Exercise:
Reproduce, word for word, every line starting at the line that contains "# mark a point" and ending with the final line of the entries.

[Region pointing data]
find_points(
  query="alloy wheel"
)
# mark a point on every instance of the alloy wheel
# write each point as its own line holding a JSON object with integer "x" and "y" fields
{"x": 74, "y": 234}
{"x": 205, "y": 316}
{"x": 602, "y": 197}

Exercise solution:
# mark a point on every instance of the alloy wheel
# write each point as its own line holding a JSON object with integer "x" and "y" fields
{"x": 74, "y": 234}
{"x": 205, "y": 316}
{"x": 602, "y": 197}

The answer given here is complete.